(Beginning of Records provided)
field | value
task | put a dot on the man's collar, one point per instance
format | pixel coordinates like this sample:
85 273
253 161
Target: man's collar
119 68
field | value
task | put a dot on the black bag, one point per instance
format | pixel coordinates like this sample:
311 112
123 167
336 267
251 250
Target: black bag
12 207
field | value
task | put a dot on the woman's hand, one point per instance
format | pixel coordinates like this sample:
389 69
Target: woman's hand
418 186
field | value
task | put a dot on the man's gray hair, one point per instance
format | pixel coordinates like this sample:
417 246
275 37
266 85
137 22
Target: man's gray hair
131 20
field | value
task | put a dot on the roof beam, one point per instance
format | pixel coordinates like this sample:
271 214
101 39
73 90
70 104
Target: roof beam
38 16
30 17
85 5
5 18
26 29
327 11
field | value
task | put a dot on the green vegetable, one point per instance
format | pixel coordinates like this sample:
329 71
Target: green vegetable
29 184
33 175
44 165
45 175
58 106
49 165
(End of Records provided)
▸ What you are asked to do: Please tally the lines of the entries that hold "task" and give only the resulting number.

▸ Written response: 6